[WHAT THIS TASK INVOLVES]
Convert all of the rows below into a numbered list, skipping any blank lines. Leave the picture out of your answer.

[EXERCISE INPUTS]
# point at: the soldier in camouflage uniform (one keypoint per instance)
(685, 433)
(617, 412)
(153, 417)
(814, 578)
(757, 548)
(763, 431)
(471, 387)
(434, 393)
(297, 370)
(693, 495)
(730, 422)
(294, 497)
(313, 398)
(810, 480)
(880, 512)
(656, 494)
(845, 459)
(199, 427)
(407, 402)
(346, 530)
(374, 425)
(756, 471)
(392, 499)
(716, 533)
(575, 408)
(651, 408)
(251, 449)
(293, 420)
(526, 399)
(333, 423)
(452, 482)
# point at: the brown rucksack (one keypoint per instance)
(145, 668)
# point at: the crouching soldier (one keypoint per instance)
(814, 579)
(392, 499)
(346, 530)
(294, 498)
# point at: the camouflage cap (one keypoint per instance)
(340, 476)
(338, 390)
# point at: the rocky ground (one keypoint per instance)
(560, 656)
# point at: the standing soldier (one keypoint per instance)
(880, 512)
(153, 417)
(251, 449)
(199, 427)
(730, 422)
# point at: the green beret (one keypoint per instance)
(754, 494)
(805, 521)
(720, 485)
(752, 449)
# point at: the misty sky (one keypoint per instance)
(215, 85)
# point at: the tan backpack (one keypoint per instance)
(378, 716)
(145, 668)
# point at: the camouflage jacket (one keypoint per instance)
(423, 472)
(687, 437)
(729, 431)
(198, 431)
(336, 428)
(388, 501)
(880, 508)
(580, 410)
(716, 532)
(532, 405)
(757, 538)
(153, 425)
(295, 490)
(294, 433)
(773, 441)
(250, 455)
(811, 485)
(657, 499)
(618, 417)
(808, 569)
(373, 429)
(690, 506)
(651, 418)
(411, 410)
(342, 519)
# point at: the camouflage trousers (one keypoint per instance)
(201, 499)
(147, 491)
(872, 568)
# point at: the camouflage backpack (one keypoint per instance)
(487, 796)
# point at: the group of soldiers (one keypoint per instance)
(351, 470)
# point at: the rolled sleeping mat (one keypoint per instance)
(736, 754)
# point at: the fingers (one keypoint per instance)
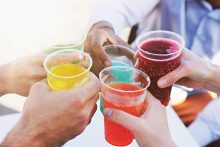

[WRITTEN RESPONSE]
1. # point at: the soldier in camouflage uniform (one keypoint per instance)
2. (685, 433)
3. (617, 412)
4. (153, 417)
5. (814, 578)
6. (757, 548)
7. (763, 431)
8. (471, 387)
9. (434, 393)
10. (297, 370)
11. (693, 495)
12. (730, 422)
13. (294, 497)
14. (313, 398)
15. (810, 480)
16. (880, 512)
17. (656, 494)
18. (845, 459)
19. (199, 427)
20. (407, 402)
21. (346, 530)
22. (374, 425)
23. (756, 471)
24. (392, 499)
25. (716, 533)
26. (575, 408)
27. (651, 408)
28. (251, 449)
29. (293, 420)
30. (526, 399)
31. (333, 423)
32. (452, 482)
33. # point at: the brown rucksack (one keypoint per instance)
34. (145, 668)
35. # point at: the crouching soldier (one keypoint per instance)
36. (814, 579)
37. (392, 499)
38. (346, 530)
39. (294, 498)
40. # point at: the camouflage cap (one keypoint per instance)
41. (340, 476)
42. (338, 390)
43. # point at: the rocky ground (one keypoint per instance)
44. (560, 656)
45. # point at: the standing soldier (one keypoint per instance)
46. (880, 512)
47. (153, 417)
48. (251, 449)
49. (199, 427)
50. (730, 422)
51. # point at: the green beret (one keypoint per instance)
52. (754, 494)
53. (805, 521)
54. (720, 485)
55. (752, 449)
56. # point at: the misty sky (one keypoint per instance)
57. (215, 85)
58. # point at: the tan backpack (one keypoint per instance)
59. (378, 716)
60. (145, 668)
61. # point at: the camouflage jacket (one keypoint per instance)
62. (423, 472)
63. (687, 437)
64. (729, 431)
65. (198, 431)
66. (336, 428)
67. (388, 501)
68. (880, 508)
69. (580, 410)
70. (716, 532)
71. (532, 405)
72. (757, 538)
73. (153, 425)
74. (295, 490)
75. (294, 433)
76. (773, 441)
77. (250, 455)
78. (811, 485)
79. (657, 499)
80. (618, 417)
81. (808, 569)
82. (373, 429)
83. (690, 506)
84. (651, 418)
85. (411, 410)
86. (342, 519)
87. # point at: the camouflage trousers (one keypoint per instance)
88. (201, 499)
89. (147, 491)
90. (872, 568)
91. # point at: the camouflage backpack (one keypoint per instance)
92. (487, 796)
93. # point at: the group of soldiers (one keypoint per instance)
94. (351, 470)
95. # point at: the rolled sleeping mat (one keypoint per instance)
96. (736, 754)
97. # point at: the fingers (one keypoint per instance)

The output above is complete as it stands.